* Material for this exercise *
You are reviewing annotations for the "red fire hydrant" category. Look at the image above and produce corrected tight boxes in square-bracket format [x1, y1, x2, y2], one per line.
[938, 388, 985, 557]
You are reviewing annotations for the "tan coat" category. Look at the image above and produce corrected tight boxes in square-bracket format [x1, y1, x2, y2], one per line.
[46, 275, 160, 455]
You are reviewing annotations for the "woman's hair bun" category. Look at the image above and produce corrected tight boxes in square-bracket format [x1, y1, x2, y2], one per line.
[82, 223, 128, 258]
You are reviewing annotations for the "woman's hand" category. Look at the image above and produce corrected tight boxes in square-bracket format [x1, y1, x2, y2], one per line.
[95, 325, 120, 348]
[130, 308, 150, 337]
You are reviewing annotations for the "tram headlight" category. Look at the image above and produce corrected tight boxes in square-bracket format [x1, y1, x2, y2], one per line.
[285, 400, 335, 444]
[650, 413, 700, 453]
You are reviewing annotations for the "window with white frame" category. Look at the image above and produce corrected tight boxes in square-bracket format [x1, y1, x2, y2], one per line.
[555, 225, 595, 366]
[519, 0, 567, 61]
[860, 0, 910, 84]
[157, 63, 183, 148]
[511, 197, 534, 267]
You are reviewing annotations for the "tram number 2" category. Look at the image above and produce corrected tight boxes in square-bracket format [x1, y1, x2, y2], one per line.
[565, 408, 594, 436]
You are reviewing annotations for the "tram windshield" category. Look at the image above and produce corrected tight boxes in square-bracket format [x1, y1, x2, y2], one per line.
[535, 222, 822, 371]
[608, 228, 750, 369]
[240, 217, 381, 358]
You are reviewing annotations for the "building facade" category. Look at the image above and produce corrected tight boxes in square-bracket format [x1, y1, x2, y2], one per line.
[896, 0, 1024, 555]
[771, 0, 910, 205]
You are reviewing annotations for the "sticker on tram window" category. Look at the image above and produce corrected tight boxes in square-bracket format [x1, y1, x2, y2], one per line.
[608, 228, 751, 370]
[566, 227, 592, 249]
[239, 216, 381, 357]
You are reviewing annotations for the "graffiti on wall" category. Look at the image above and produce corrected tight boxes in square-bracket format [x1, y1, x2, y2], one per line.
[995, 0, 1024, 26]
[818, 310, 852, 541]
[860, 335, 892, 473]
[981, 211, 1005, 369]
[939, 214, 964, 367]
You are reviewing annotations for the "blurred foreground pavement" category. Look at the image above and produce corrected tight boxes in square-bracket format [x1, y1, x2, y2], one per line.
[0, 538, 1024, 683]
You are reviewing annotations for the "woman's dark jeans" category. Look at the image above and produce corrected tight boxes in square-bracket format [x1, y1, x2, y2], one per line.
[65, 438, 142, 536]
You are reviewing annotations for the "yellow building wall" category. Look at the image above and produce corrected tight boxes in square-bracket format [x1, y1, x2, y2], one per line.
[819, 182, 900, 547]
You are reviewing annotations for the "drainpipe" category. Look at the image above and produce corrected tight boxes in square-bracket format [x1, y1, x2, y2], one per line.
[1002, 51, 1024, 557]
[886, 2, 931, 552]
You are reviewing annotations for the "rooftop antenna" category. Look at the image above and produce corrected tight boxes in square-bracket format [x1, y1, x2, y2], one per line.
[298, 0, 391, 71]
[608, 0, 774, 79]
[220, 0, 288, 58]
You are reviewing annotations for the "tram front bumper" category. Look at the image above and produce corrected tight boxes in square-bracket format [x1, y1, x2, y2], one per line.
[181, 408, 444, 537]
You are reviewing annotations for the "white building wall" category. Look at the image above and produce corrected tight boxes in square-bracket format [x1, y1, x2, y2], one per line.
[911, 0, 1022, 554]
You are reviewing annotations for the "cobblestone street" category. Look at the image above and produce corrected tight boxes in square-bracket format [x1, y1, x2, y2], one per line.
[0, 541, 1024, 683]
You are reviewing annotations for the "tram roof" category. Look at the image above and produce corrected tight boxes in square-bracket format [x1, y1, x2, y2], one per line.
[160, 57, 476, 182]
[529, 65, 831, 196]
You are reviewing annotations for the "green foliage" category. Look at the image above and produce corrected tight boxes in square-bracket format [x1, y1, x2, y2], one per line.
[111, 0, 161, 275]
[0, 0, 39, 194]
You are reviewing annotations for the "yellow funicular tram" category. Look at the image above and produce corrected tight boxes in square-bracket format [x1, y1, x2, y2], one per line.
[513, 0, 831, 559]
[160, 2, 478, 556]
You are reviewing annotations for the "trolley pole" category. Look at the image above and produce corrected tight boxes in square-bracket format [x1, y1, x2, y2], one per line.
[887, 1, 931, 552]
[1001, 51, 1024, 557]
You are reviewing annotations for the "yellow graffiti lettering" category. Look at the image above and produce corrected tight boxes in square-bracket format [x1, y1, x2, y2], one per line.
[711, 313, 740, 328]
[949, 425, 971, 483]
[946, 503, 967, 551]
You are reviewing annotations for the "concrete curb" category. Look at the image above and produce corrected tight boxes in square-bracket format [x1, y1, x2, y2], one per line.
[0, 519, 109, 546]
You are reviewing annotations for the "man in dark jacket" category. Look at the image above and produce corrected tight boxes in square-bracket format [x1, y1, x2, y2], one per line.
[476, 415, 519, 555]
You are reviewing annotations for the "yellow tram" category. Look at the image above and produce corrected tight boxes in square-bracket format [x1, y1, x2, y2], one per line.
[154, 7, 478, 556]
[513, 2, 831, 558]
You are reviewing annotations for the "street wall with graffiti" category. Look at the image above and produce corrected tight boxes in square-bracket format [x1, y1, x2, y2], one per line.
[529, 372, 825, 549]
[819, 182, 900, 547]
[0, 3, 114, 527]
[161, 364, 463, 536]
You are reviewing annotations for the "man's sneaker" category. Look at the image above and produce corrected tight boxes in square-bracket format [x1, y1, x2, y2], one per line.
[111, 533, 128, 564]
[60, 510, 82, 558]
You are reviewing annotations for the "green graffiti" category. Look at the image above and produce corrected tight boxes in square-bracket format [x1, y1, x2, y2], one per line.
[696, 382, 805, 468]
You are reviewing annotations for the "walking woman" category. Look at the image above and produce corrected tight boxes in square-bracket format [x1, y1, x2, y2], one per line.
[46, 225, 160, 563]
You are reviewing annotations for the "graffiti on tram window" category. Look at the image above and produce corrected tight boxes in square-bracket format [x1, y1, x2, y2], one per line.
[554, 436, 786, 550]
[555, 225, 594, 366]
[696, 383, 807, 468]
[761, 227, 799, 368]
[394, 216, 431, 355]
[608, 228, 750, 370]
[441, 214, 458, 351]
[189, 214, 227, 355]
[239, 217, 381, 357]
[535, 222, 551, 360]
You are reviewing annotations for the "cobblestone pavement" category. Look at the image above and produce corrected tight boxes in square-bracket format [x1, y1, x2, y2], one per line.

* To do *
Show each line from the rows above that contains the word "window", copied in full.

* Written solution *
You are reviewing annotations for the "window with white frame" category. Look at the image above and produce corrected tight boxes in square-bracket format [x1, y1, x2, y2], one per line.
You are reviewing annotations for the "sticker on tram window" category. Look at the image above and produce corrected tight boxes in square-bracket format [x1, y1, x2, y2], one per line.
You are reviewing annotations for the "graffiti on tram window" category. Look at the image above and produce corrected tight boxes in square-bracket format [x1, y1, x2, y2], one per line.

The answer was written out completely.